→ **SELECTED EXCERPT**
^^^^

I am currently in the luxerious but also difficult position of a processconsultant in a quite demanding project, that requires effort from me in a wide range of (process)consultancy areas.
Warning: if you think processconsultants listen, then goto their room to draw and publish processdiagrams, and magically people will follow these... read on....
Here are 5 areas you may encounter as processconsultant depending on your scope and influence. Or in my case, because in these areas things were not evolving well, and were impacting my ability to deliver good results, so I, sigh, jumped in.... (but do check your client, to see if they want you there....)
Area 1. Power discussions
The funny thing about most processes, is that they cut through various functional areas, with their own reporting structure. When designing new processes, early on (or in some cases, too late) the powerquestion will pop up: who will be responsible for what part of the process. And this means the interesting culture of manager's ego's (score!) and risk-aversion (avoid!)
As a processconsultant you might find yourself in workshops, email fights, and waiting for the "oracles" to decide (and hope the verdict will stay the same for some time...)
Area 2. Strategy clarification/operationalization
The typical thing you want as an organization is that your processes actually support (or realize) your strategy. Porter calls it "FIT". And the funny thing about many organizations, especially during change-dynamics, is that some of the strategy might be defined (and sometimes even written down! Sorry, ironic), but often, the management "bla" is so high-level that even selling icecream might be a perfectly fine process with great strategy alignments in terms of "customer focus, quality, etc". So, to bridge the gap between strategy and operations, strategy will need to be detailed in more operational aspects. As a processconsultant you might find yourself coaching mid-level managers to translate the management bla to things that have meaning for the mortal souls, including yourself to be able to define the right process.
Area 3. Groupdynamics and coaching
So you think doing some interviews, showing the diagrams will create alignment? Will create support for new ways of working? Think again. Change is hard, and building support for blueprints describing the future, while it's being build is even harder. As a processconsultant you will find yourself often in groups that are in various forms of disagreement. And often they will look to you, to help/facilitate them to find the answers. Their points of view might confuse you, irritate you, and/or enlighten you (and possibly all at the same time). Help them to find consensus. But you will need their teamlead to decide and steer, where needed.
Area 4. Operational negotiations
Ah, the processdesign looks good, but now the real work starts: implementing it. This will lead to many additional process aspects. How will work be coordinated? Who will sit in what governance structure? Who does what in the processpart of this team? How will we split the work? How do we deal with performance requirements? Vacations and workschedules. A lot of processlogistics need to be settled. As a processconsultant you will find yourself in various HR type discussions, trying to get the team to work....
Area 5. Steering, coaching the manager/teamleads
You may have defined a great process, and even defined key performance indicators (KPI's), but the teamleads need to be empowered: what will they do when one of the KPI's goes off bounds? What steering mechanism do they have, and when will they use it? How to help them get beyond firefighting (which is often a start for processimprovement) culture and get them to start steering in a more tactical way?
Some tips and best practices
- Know your scope as processconsultant, and be conscious about extending your role (you might have too much work and/or too little influence)
- Know your groupdynamics (norming, forming, etc) and change (ADKAR, Carnall's Coping Cycle). Keep an open eye on what's happening in the team(s) around you.
- Be able to operate on strategic, tactical and operational level (including the people on these levels - culture, network, vocabulary)

^^^^

→ **PROVIDED RECORDS**
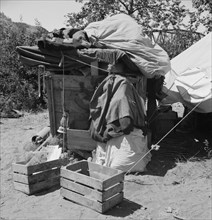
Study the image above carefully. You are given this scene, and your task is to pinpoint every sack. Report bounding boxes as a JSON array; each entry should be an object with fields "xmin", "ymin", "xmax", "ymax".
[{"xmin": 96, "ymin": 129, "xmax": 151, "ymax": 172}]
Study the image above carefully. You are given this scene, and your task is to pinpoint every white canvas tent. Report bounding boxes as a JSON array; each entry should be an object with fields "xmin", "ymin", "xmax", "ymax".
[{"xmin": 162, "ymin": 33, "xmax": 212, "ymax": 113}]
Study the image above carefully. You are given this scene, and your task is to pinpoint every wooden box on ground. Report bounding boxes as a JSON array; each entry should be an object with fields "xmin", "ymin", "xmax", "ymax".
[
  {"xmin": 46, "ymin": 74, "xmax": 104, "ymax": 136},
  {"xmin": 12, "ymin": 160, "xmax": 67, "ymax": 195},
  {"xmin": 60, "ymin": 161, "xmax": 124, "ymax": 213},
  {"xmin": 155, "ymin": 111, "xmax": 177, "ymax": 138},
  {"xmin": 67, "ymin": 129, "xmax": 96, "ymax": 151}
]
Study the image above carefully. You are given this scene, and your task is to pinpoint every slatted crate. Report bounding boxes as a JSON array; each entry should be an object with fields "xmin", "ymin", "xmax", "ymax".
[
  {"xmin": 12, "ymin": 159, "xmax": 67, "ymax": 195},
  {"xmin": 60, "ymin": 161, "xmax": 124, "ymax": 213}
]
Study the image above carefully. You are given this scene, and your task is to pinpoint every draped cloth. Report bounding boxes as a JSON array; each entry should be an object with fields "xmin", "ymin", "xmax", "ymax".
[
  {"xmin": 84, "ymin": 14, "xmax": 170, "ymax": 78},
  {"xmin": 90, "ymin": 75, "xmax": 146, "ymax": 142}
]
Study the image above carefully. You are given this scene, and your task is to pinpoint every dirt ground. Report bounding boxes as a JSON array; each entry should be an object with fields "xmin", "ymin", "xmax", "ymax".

^^^^

→ **EXERCISE PROMPT**
Translate this sentence from the post about process consulting into French: "Their points of view might confuse you, irritate you, and/or enlighten you (and possibly all at the same time)." Rely solely on the post about process consulting.

→ **RESPONSE TO THE EXERCISE**
Leurs points de vue pourraient vous dérouter, vous irriter et/ou vous éclairer (et peut-être tout cela à la fois).